● **TASK TO CARRY OUT**
Copy the stretch of the interview excerpt from "So much is obviously" through "[for the blackface]." word for word.

● **DOCUMENT EXTRACT**
So much is obviously wrong with this case, and the fact that he sits on death row is such a travesty of justice. So many people connect to Julius and so many people rally around him, people talk, and people have watched the Last Defence, you automatically believe him and identify with him, even though you're not a young black male, you automatically sympathize and think this could be me.
When I was in Oklahoma I was shocked because of the racism, when I was at OU there was two instances of black face in a week. In England you have freedom of speech but when it crosses a line its in sighting racial hatred but there was no consequence [for the blackface].
It's crazy in states like Oklahoma, Mississippi, and of course here and Arkansas, where I'm from. Those states are right together. In Oklahoma, there's still what is called sundown towns, where if you are of colour, particularly an African American, and the sun is going down, you need to get off the streets because there is no telling what might happen to you.
There have been incidences of lynching, not hanging from trees but in one in particular instance, they killed two black boys and dumped their bodies in a river in Oklahoma. In Tulsa, In the 1920s race riots, they took out the whole area known as "Black Wall Street," because there was so much money there. Many of the areas blacks had more money than whites. They were very successful. Unfortunately, many people don't want to talk about this, but Oklahoma is known for its racism.
What attracted you to the Julius Jones campaign?
I watched the docuseries the Last Defence, it premiered over the summer of 2018, Viola Davis, an American actress, she and her husband are producers of the show and I remember watching it. I watched the first episode and was immediately outraged. As I mentioned before, we are the same age and background, our families are very familiar, very similar, and I can remember being a student at Arkansas University, doing the same stupid young girl stuff, young kid stuff, so I can identify with him on that level. I'm familiar with Oklahoma City, I've been there once or twice before, I have a cousin that lives in Broken Arrow, Oklahoma, and one in Tulsa, and a cousin that died in the Oklahoma City bombing many years ago.

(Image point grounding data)

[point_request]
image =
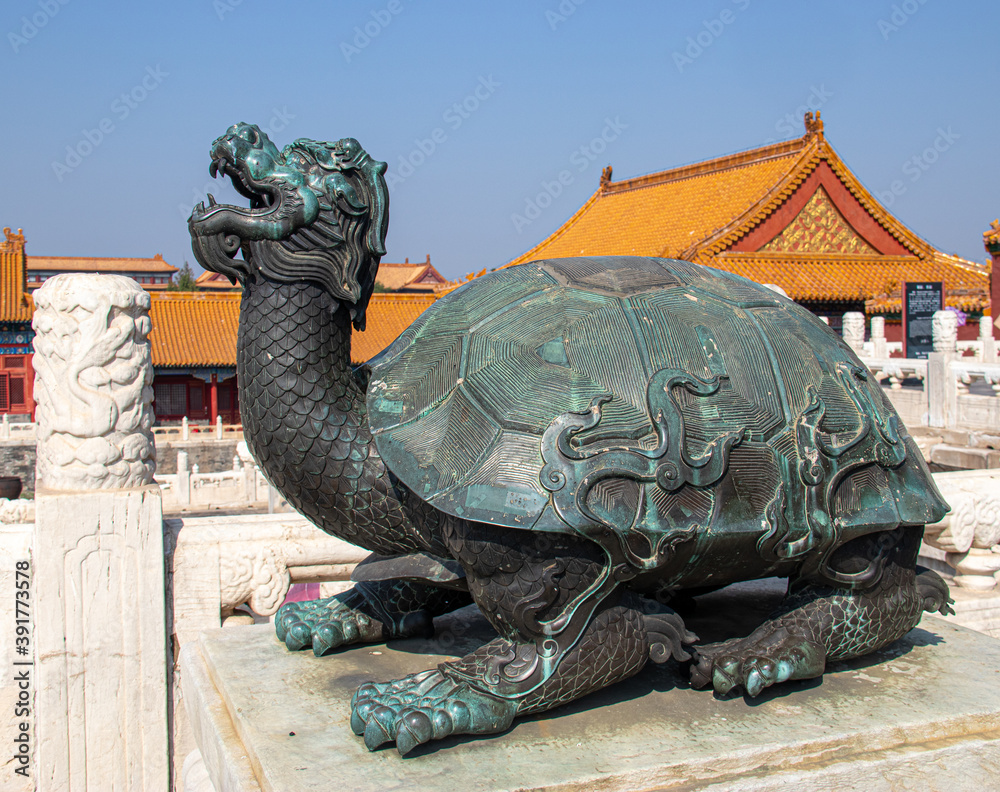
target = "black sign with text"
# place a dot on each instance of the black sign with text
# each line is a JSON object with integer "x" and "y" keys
{"x": 920, "y": 301}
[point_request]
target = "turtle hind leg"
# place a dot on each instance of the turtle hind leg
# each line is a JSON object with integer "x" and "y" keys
{"x": 371, "y": 612}
{"x": 818, "y": 623}
{"x": 527, "y": 586}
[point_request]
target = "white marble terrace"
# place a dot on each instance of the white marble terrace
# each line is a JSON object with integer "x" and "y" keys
{"x": 117, "y": 589}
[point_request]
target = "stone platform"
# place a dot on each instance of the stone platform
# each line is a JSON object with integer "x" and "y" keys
{"x": 922, "y": 714}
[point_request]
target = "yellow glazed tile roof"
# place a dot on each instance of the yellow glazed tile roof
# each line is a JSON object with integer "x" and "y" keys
{"x": 387, "y": 316}
{"x": 700, "y": 212}
{"x": 15, "y": 304}
{"x": 991, "y": 238}
{"x": 214, "y": 281}
{"x": 102, "y": 265}
{"x": 192, "y": 329}
{"x": 664, "y": 214}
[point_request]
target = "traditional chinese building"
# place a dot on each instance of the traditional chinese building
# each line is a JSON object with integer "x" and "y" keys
{"x": 790, "y": 214}
{"x": 153, "y": 274}
{"x": 193, "y": 338}
{"x": 16, "y": 308}
{"x": 991, "y": 239}
{"x": 193, "y": 344}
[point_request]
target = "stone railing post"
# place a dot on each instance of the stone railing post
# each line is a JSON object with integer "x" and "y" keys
{"x": 989, "y": 344}
{"x": 854, "y": 331}
{"x": 249, "y": 471}
{"x": 183, "y": 479}
{"x": 880, "y": 347}
{"x": 942, "y": 405}
{"x": 970, "y": 532}
{"x": 100, "y": 628}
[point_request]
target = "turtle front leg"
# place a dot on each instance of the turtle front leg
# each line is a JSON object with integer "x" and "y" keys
{"x": 368, "y": 613}
{"x": 519, "y": 581}
{"x": 456, "y": 698}
{"x": 818, "y": 623}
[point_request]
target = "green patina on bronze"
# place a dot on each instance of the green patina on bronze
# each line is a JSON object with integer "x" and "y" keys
{"x": 571, "y": 444}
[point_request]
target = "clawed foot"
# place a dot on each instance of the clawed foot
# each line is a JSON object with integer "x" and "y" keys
{"x": 423, "y": 707}
{"x": 767, "y": 656}
{"x": 344, "y": 619}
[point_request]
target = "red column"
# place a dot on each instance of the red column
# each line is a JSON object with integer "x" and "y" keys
{"x": 214, "y": 401}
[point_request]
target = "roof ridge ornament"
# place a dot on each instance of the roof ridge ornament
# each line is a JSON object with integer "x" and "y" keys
{"x": 814, "y": 125}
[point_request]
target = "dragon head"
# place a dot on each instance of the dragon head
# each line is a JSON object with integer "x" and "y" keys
{"x": 318, "y": 212}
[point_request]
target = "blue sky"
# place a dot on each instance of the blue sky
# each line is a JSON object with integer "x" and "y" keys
{"x": 110, "y": 108}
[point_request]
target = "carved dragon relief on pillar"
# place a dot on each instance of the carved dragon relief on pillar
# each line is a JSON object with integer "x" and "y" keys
{"x": 93, "y": 383}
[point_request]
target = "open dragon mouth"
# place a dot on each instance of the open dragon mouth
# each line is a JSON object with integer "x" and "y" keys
{"x": 262, "y": 196}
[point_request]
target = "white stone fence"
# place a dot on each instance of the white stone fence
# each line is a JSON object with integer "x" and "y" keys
{"x": 16, "y": 430}
{"x": 944, "y": 399}
{"x": 25, "y": 430}
{"x": 983, "y": 349}
{"x": 244, "y": 485}
{"x": 219, "y": 431}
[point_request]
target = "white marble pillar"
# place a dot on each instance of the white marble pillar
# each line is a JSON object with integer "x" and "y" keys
{"x": 942, "y": 395}
{"x": 854, "y": 331}
{"x": 100, "y": 630}
{"x": 183, "y": 479}
{"x": 880, "y": 347}
{"x": 989, "y": 353}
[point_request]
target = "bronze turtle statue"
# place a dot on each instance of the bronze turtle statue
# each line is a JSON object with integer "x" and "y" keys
{"x": 567, "y": 443}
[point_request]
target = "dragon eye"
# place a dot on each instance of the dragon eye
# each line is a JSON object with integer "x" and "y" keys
{"x": 249, "y": 134}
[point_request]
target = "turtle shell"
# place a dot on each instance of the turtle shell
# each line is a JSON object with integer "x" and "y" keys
{"x": 645, "y": 395}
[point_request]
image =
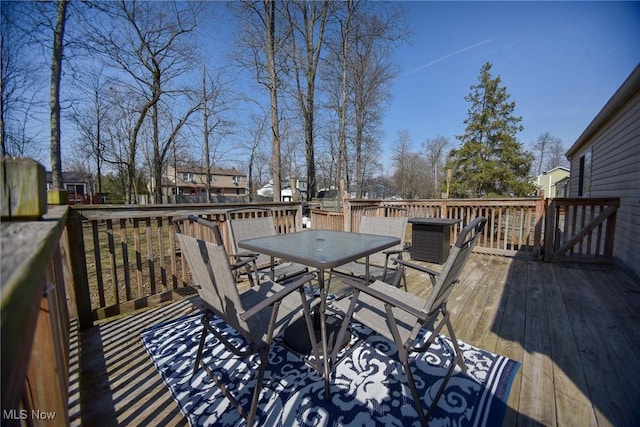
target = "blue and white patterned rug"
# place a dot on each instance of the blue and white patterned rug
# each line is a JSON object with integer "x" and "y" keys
{"x": 369, "y": 386}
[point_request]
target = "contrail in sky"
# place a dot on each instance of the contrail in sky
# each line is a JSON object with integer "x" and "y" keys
{"x": 448, "y": 55}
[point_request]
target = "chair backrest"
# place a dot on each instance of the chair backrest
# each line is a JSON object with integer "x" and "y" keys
{"x": 242, "y": 227}
{"x": 395, "y": 226}
{"x": 452, "y": 268}
{"x": 209, "y": 265}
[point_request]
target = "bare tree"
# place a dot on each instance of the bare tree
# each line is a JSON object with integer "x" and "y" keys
{"x": 556, "y": 154}
{"x": 56, "y": 75}
{"x": 370, "y": 74}
{"x": 150, "y": 43}
{"x": 90, "y": 121}
{"x": 260, "y": 38}
{"x": 308, "y": 21}
{"x": 19, "y": 80}
{"x": 435, "y": 149}
{"x": 401, "y": 153}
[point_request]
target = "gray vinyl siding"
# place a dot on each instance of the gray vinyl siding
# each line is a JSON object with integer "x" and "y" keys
{"x": 615, "y": 172}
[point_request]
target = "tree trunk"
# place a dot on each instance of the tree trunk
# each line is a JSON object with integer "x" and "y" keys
{"x": 276, "y": 166}
{"x": 56, "y": 74}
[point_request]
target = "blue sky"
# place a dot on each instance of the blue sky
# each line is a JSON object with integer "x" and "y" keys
{"x": 560, "y": 62}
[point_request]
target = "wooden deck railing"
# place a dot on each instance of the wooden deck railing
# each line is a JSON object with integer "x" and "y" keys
{"x": 131, "y": 256}
{"x": 514, "y": 225}
{"x": 35, "y": 319}
{"x": 579, "y": 229}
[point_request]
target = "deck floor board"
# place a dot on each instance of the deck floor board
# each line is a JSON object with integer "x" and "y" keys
{"x": 575, "y": 328}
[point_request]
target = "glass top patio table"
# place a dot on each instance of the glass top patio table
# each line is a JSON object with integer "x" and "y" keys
{"x": 322, "y": 249}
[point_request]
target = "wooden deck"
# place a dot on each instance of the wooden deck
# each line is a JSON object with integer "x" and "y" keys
{"x": 575, "y": 328}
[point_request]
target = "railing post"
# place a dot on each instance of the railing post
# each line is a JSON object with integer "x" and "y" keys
{"x": 79, "y": 269}
{"x": 35, "y": 374}
{"x": 549, "y": 231}
{"x": 539, "y": 218}
{"x": 347, "y": 214}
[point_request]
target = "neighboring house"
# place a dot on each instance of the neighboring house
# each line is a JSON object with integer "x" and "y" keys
{"x": 75, "y": 185}
{"x": 605, "y": 162}
{"x": 190, "y": 180}
{"x": 285, "y": 193}
{"x": 553, "y": 182}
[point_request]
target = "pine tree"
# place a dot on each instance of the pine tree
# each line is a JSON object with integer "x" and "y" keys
{"x": 491, "y": 161}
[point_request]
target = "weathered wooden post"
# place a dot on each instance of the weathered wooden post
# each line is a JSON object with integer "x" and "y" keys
{"x": 34, "y": 325}
{"x": 541, "y": 204}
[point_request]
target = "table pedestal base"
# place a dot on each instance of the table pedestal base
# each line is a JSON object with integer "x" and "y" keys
{"x": 296, "y": 336}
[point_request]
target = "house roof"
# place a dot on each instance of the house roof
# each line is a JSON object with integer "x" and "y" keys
{"x": 629, "y": 88}
{"x": 214, "y": 170}
{"x": 67, "y": 177}
{"x": 556, "y": 168}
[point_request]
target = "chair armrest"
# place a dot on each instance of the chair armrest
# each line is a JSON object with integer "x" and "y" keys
{"x": 286, "y": 290}
{"x": 249, "y": 259}
{"x": 387, "y": 299}
{"x": 429, "y": 271}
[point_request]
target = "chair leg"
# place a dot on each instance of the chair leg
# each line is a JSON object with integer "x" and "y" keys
{"x": 414, "y": 390}
{"x": 264, "y": 359}
{"x": 459, "y": 358}
{"x": 203, "y": 336}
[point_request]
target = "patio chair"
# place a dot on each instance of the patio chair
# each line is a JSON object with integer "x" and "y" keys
{"x": 260, "y": 224}
{"x": 186, "y": 225}
{"x": 400, "y": 316}
{"x": 379, "y": 266}
{"x": 258, "y": 314}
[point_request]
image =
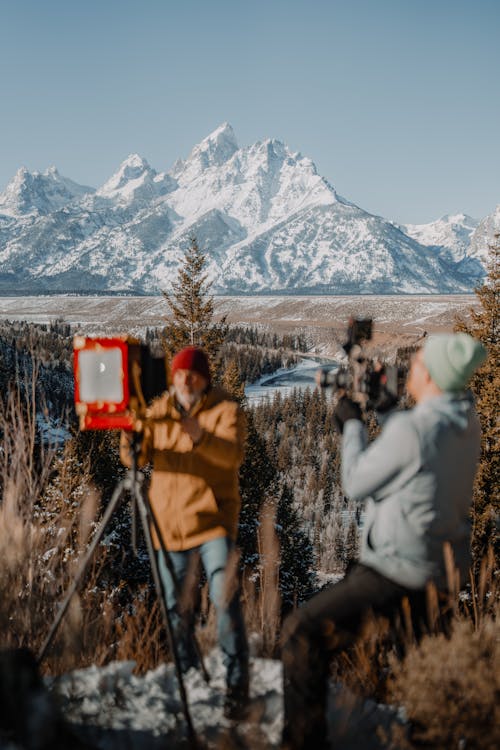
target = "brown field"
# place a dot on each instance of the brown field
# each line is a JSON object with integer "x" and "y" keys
{"x": 398, "y": 320}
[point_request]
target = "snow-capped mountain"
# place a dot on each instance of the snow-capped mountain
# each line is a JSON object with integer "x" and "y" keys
{"x": 451, "y": 232}
{"x": 265, "y": 218}
{"x": 34, "y": 193}
{"x": 484, "y": 236}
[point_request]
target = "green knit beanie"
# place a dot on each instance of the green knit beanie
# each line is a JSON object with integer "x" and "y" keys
{"x": 451, "y": 359}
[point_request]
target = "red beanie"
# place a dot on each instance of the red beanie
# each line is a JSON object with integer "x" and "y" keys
{"x": 191, "y": 358}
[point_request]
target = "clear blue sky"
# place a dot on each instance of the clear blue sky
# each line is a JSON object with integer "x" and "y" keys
{"x": 396, "y": 101}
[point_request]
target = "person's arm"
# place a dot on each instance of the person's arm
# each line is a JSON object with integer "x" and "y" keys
{"x": 225, "y": 446}
{"x": 367, "y": 468}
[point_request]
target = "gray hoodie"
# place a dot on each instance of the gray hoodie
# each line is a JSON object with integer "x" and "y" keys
{"x": 417, "y": 477}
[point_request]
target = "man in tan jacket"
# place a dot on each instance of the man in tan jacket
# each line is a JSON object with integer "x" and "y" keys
{"x": 194, "y": 436}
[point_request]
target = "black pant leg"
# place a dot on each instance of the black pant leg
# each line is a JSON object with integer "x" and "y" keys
{"x": 325, "y": 625}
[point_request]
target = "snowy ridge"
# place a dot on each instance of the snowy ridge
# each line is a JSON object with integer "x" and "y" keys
{"x": 267, "y": 221}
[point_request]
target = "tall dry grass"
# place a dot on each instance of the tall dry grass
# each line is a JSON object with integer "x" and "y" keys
{"x": 48, "y": 513}
{"x": 449, "y": 683}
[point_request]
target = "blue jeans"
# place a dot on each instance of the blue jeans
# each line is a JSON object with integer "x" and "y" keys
{"x": 214, "y": 556}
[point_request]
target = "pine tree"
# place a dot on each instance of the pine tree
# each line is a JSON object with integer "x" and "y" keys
{"x": 231, "y": 381}
{"x": 296, "y": 578}
{"x": 485, "y": 326}
{"x": 192, "y": 308}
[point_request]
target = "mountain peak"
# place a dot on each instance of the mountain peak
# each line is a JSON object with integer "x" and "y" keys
{"x": 134, "y": 168}
{"x": 32, "y": 193}
{"x": 213, "y": 151}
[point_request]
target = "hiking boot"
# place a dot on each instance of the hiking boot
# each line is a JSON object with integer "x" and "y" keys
{"x": 236, "y": 703}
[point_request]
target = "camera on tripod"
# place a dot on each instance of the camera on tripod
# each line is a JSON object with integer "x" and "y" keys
{"x": 371, "y": 383}
{"x": 115, "y": 380}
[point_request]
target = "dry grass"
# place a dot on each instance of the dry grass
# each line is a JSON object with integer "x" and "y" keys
{"x": 449, "y": 686}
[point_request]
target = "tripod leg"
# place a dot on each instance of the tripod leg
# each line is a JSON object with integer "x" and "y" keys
{"x": 171, "y": 570}
{"x": 139, "y": 499}
{"x": 113, "y": 504}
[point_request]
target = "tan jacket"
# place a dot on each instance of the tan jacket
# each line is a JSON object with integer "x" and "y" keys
{"x": 194, "y": 490}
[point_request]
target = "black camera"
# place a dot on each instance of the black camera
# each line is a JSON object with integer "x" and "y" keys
{"x": 115, "y": 380}
{"x": 373, "y": 384}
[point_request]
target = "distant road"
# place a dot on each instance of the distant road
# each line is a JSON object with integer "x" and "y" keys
{"x": 398, "y": 319}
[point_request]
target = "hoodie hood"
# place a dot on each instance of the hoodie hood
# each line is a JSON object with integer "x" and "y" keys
{"x": 456, "y": 409}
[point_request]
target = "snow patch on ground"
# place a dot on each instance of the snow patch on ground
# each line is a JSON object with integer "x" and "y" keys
{"x": 114, "y": 709}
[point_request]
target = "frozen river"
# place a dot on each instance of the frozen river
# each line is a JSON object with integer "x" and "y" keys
{"x": 301, "y": 376}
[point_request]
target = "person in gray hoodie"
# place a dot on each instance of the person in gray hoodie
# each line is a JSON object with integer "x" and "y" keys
{"x": 416, "y": 479}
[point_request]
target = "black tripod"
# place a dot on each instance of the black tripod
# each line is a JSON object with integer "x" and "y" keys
{"x": 132, "y": 485}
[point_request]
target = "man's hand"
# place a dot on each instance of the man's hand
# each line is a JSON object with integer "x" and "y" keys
{"x": 346, "y": 409}
{"x": 193, "y": 429}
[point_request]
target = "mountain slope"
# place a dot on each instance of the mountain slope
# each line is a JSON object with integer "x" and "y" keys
{"x": 265, "y": 218}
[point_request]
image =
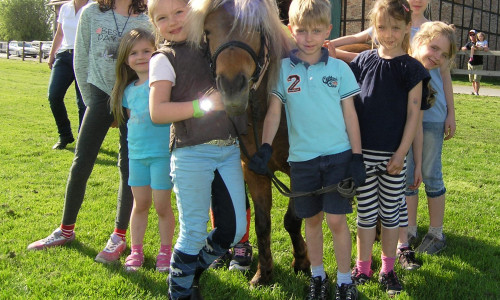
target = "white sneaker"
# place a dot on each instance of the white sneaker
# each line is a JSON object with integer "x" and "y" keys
{"x": 114, "y": 248}
{"x": 54, "y": 239}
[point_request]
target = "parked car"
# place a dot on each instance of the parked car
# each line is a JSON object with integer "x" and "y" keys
{"x": 16, "y": 48}
{"x": 46, "y": 45}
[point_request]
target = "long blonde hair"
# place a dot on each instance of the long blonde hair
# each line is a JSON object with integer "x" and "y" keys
{"x": 124, "y": 74}
{"x": 396, "y": 9}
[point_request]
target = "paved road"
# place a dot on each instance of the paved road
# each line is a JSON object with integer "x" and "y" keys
{"x": 483, "y": 91}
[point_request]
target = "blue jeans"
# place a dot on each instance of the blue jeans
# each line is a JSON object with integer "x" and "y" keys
{"x": 193, "y": 170}
{"x": 431, "y": 161}
{"x": 61, "y": 77}
{"x": 95, "y": 126}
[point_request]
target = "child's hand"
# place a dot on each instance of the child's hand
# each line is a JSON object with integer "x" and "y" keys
{"x": 331, "y": 48}
{"x": 114, "y": 124}
{"x": 215, "y": 100}
{"x": 395, "y": 164}
{"x": 449, "y": 127}
{"x": 417, "y": 178}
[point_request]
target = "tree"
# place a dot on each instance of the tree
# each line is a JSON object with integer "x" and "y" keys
{"x": 25, "y": 20}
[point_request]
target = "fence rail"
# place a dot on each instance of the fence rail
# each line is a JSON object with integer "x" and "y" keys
{"x": 478, "y": 72}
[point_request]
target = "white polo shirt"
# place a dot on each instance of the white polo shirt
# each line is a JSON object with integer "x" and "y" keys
{"x": 69, "y": 21}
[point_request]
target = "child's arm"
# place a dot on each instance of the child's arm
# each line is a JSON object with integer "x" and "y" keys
{"x": 352, "y": 124}
{"x": 449, "y": 124}
{"x": 357, "y": 168}
{"x": 417, "y": 147}
{"x": 360, "y": 37}
{"x": 258, "y": 162}
{"x": 163, "y": 111}
{"x": 396, "y": 163}
{"x": 272, "y": 120}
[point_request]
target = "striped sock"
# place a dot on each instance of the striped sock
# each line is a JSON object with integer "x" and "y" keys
{"x": 67, "y": 230}
{"x": 165, "y": 248}
{"x": 121, "y": 233}
{"x": 343, "y": 278}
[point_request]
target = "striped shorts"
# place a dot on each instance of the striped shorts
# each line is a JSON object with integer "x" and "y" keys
{"x": 382, "y": 196}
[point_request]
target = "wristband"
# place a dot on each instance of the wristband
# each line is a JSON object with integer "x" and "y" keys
{"x": 197, "y": 112}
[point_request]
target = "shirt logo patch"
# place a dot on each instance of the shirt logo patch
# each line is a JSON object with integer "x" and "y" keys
{"x": 330, "y": 81}
{"x": 293, "y": 88}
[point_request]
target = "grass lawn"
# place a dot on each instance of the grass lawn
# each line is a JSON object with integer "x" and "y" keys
{"x": 33, "y": 179}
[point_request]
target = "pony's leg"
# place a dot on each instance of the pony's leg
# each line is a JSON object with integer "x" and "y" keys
{"x": 260, "y": 190}
{"x": 293, "y": 225}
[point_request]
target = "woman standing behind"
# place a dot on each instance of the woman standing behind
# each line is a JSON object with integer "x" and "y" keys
{"x": 62, "y": 75}
{"x": 101, "y": 26}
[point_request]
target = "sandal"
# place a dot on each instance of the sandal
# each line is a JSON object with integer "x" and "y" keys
{"x": 134, "y": 261}
{"x": 163, "y": 261}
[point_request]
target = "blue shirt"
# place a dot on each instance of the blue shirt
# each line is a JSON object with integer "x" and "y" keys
{"x": 439, "y": 111}
{"x": 145, "y": 139}
{"x": 312, "y": 96}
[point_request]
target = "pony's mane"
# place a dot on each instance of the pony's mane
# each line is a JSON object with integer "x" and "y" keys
{"x": 249, "y": 16}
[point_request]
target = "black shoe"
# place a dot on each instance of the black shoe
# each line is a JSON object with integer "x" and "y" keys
{"x": 407, "y": 259}
{"x": 318, "y": 289}
{"x": 391, "y": 283}
{"x": 242, "y": 257}
{"x": 62, "y": 143}
{"x": 222, "y": 261}
{"x": 346, "y": 292}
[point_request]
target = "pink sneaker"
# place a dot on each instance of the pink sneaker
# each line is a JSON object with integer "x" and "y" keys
{"x": 163, "y": 261}
{"x": 114, "y": 248}
{"x": 134, "y": 261}
{"x": 54, "y": 239}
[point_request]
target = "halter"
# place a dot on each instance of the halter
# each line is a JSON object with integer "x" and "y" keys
{"x": 261, "y": 61}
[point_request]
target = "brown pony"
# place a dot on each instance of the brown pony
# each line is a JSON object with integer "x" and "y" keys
{"x": 246, "y": 41}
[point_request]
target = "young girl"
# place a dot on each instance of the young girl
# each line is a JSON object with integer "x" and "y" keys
{"x": 388, "y": 110}
{"x": 203, "y": 147}
{"x": 149, "y": 157}
{"x": 434, "y": 46}
{"x": 481, "y": 44}
{"x": 100, "y": 28}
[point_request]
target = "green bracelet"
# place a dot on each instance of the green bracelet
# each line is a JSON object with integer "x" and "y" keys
{"x": 198, "y": 113}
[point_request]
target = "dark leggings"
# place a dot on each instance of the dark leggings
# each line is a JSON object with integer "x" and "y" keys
{"x": 94, "y": 128}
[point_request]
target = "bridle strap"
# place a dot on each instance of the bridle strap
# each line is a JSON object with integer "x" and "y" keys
{"x": 260, "y": 60}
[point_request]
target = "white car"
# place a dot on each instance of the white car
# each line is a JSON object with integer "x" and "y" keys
{"x": 16, "y": 48}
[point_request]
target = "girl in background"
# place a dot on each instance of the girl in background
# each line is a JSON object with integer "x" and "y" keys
{"x": 101, "y": 26}
{"x": 149, "y": 157}
{"x": 434, "y": 46}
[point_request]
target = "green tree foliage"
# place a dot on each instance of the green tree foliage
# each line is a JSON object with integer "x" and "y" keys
{"x": 25, "y": 20}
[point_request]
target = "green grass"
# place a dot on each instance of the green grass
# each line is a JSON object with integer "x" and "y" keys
{"x": 33, "y": 179}
{"x": 486, "y": 81}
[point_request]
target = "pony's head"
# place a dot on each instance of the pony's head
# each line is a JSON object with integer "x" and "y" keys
{"x": 245, "y": 40}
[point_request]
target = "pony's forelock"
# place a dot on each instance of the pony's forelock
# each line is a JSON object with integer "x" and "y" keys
{"x": 249, "y": 16}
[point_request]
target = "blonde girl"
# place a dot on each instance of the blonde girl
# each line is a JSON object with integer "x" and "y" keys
{"x": 434, "y": 46}
{"x": 203, "y": 149}
{"x": 149, "y": 158}
{"x": 388, "y": 110}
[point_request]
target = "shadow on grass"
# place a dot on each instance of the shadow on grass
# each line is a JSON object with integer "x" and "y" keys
{"x": 456, "y": 272}
{"x": 102, "y": 152}
{"x": 143, "y": 279}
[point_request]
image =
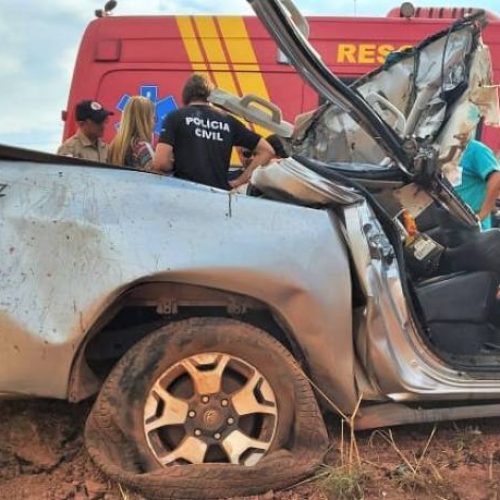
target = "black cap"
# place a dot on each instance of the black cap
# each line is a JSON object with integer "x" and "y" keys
{"x": 91, "y": 110}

● **ANSWER BELOW**
So much is obviously wrong with this case, and the fact that he sits on death row is such a travesty of justice. So many people connect to Julius and so many people rally around him, people talk, and people have watched the Last Defence, you automatically believe him and identify with him, even though you're not a young black male, you automatically sympathize and think this could be me.
When I was in Oklahoma I was shocked because of the racism, when I was at OU there was two instances of black face in a week. In England you have freedom of speech but when it crosses a line its in sighting racial hatred but there was no consequence [for the blackface].